Problem to solve: Records follow. Select each line holding "below".

Items from a dataset:
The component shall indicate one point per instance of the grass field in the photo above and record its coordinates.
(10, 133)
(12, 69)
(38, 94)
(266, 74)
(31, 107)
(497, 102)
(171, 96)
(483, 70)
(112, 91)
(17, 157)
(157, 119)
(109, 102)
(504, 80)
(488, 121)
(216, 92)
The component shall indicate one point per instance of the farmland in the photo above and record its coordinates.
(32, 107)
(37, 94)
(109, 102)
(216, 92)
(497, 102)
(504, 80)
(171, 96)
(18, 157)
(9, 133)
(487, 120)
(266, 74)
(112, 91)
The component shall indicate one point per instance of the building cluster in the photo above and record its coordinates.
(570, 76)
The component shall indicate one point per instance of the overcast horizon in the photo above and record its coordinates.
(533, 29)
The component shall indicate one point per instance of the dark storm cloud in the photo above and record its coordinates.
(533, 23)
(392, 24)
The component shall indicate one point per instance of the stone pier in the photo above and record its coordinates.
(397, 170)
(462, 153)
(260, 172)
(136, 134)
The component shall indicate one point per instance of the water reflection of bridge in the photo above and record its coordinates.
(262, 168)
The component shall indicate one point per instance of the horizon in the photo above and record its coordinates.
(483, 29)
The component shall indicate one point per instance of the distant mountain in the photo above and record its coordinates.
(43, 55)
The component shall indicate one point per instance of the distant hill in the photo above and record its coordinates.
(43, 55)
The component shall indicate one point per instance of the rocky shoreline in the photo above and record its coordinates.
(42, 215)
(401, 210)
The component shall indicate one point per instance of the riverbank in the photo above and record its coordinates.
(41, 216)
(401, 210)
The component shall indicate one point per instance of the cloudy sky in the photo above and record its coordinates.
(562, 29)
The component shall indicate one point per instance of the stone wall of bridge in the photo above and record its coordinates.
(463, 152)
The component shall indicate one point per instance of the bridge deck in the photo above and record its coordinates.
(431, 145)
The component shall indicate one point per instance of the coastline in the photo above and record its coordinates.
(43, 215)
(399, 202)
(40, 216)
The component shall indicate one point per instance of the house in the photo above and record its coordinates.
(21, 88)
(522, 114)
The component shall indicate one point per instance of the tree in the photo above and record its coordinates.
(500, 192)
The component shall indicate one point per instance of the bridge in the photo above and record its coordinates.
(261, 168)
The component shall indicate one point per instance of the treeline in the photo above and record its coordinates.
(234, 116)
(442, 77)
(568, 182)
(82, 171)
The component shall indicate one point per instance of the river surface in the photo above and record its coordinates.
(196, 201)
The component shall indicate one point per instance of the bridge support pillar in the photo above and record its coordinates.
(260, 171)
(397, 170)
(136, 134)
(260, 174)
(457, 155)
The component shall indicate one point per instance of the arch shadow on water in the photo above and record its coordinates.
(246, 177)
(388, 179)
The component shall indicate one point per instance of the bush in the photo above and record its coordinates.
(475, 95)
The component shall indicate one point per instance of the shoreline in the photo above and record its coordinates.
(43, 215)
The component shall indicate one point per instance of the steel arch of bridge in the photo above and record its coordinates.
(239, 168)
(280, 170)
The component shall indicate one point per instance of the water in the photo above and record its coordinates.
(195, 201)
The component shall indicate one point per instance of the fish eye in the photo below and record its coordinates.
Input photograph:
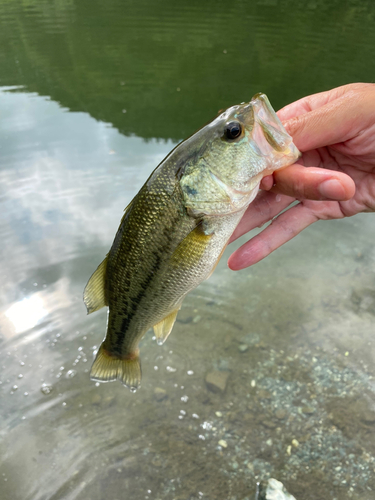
(232, 130)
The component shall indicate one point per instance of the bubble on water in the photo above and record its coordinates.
(206, 426)
(46, 389)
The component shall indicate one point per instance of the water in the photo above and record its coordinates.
(92, 97)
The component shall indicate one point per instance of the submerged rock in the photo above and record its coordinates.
(216, 381)
(273, 490)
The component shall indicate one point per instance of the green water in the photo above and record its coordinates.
(92, 96)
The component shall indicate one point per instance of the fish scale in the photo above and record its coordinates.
(176, 228)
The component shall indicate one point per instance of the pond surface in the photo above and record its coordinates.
(93, 95)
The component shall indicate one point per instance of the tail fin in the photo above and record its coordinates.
(107, 368)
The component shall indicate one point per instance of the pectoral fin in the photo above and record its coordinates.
(94, 294)
(216, 263)
(164, 327)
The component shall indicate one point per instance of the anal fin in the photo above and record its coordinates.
(164, 327)
(94, 293)
(107, 368)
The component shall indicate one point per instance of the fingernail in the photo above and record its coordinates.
(332, 189)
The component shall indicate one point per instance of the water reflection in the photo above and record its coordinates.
(291, 337)
(26, 313)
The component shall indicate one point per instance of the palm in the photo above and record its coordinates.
(335, 130)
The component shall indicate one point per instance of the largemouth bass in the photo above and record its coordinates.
(176, 228)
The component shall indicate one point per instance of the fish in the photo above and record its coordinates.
(175, 230)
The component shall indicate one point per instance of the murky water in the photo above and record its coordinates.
(93, 95)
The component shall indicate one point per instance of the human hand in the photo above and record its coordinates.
(335, 131)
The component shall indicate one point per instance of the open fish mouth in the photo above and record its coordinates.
(239, 197)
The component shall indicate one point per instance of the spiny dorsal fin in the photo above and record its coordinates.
(94, 293)
(164, 327)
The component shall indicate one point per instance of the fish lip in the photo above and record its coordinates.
(236, 196)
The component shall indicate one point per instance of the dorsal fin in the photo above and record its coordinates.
(94, 295)
(164, 327)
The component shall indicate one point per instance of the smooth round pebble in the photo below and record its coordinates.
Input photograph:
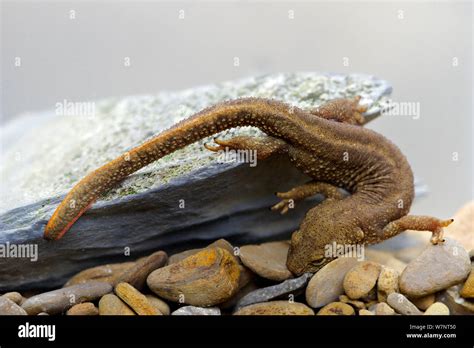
(204, 279)
(437, 308)
(135, 299)
(387, 283)
(457, 305)
(467, 290)
(424, 302)
(192, 310)
(383, 309)
(276, 308)
(402, 305)
(104, 273)
(57, 301)
(361, 279)
(86, 308)
(268, 260)
(336, 308)
(326, 285)
(159, 304)
(137, 274)
(438, 267)
(111, 304)
(8, 307)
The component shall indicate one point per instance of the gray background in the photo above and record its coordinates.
(82, 59)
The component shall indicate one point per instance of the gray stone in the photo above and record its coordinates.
(438, 267)
(290, 286)
(8, 307)
(327, 284)
(143, 212)
(57, 301)
(402, 305)
(192, 310)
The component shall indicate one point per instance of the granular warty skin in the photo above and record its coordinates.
(328, 144)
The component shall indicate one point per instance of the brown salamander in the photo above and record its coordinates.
(327, 143)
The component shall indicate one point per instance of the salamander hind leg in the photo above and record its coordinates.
(263, 146)
(304, 191)
(417, 223)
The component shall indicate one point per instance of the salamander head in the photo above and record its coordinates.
(314, 246)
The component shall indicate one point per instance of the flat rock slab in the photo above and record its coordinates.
(222, 200)
(288, 287)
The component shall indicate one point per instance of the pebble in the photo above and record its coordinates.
(387, 283)
(192, 310)
(410, 253)
(386, 259)
(326, 285)
(204, 279)
(135, 299)
(112, 305)
(14, 296)
(220, 243)
(436, 268)
(159, 304)
(456, 304)
(424, 302)
(104, 273)
(383, 309)
(361, 279)
(437, 308)
(467, 290)
(58, 301)
(268, 260)
(402, 305)
(353, 303)
(275, 308)
(461, 228)
(336, 308)
(8, 307)
(285, 288)
(232, 302)
(85, 308)
(138, 273)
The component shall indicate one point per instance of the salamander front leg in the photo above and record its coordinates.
(304, 191)
(417, 223)
(263, 146)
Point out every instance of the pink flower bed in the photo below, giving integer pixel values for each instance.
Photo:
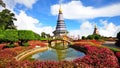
(96, 57)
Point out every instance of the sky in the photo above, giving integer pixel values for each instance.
(80, 16)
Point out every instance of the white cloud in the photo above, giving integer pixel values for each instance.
(25, 22)
(76, 10)
(87, 28)
(109, 29)
(12, 3)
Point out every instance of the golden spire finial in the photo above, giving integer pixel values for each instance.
(60, 9)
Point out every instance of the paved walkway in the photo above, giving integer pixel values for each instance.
(110, 44)
(27, 53)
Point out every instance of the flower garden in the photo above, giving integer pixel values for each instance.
(96, 57)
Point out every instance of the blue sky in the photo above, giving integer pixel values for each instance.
(80, 15)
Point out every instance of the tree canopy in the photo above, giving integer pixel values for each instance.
(6, 19)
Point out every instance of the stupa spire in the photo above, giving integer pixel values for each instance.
(95, 30)
(60, 28)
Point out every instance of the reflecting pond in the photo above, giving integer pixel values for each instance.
(58, 55)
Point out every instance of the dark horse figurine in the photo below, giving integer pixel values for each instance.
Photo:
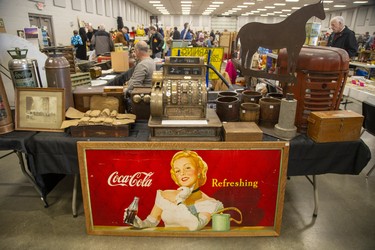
(289, 34)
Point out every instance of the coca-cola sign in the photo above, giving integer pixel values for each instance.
(138, 179)
(114, 173)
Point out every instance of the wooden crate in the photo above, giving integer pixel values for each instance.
(334, 126)
(100, 131)
(242, 131)
(80, 79)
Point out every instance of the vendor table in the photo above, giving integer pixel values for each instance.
(368, 67)
(51, 156)
(15, 142)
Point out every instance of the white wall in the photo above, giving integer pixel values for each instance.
(15, 14)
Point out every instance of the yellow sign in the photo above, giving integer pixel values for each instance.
(216, 57)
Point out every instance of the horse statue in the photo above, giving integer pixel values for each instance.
(289, 34)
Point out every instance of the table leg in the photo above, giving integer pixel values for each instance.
(30, 178)
(74, 196)
(315, 187)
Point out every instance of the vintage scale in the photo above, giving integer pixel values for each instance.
(178, 107)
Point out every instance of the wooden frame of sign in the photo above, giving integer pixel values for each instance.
(246, 178)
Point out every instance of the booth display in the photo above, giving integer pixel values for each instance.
(321, 78)
(225, 179)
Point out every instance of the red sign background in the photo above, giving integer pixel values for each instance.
(245, 179)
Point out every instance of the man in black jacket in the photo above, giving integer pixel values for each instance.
(342, 37)
(156, 42)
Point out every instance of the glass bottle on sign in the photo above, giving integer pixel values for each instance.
(131, 211)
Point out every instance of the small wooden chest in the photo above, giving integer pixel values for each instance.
(334, 126)
(242, 131)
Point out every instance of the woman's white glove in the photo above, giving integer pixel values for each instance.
(148, 222)
(184, 193)
(192, 222)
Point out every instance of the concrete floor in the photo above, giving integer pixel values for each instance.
(346, 217)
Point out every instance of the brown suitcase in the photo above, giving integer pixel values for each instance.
(242, 131)
(321, 77)
(334, 126)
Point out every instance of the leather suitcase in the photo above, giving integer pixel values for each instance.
(334, 126)
(321, 77)
(242, 131)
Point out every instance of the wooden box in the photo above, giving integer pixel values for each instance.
(242, 131)
(83, 96)
(100, 131)
(120, 61)
(140, 101)
(334, 126)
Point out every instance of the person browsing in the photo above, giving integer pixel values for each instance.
(342, 37)
(156, 42)
(185, 33)
(142, 75)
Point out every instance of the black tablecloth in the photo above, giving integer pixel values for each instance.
(15, 140)
(52, 154)
(57, 152)
(309, 158)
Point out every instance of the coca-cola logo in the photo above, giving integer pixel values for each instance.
(138, 179)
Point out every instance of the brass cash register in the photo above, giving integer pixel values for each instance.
(178, 105)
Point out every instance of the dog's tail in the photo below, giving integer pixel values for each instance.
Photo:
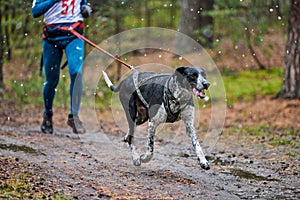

Task answer:
The component shall indicate one point per instance of the fish eye in the photo below and record its coordinates.
The component shall indicate one point per instance of the smooth round pebble in the photo below and record its coordinates.
Point out every instance of the pink flower bed in the photo below, giving integer pixel values for each instance.
Point out every instance of the dark horse figurine in the photo below, giving integer pixel values for each instance.
Point out every instance of the dog's tail in the photo below, giving integer pixel values for each instance.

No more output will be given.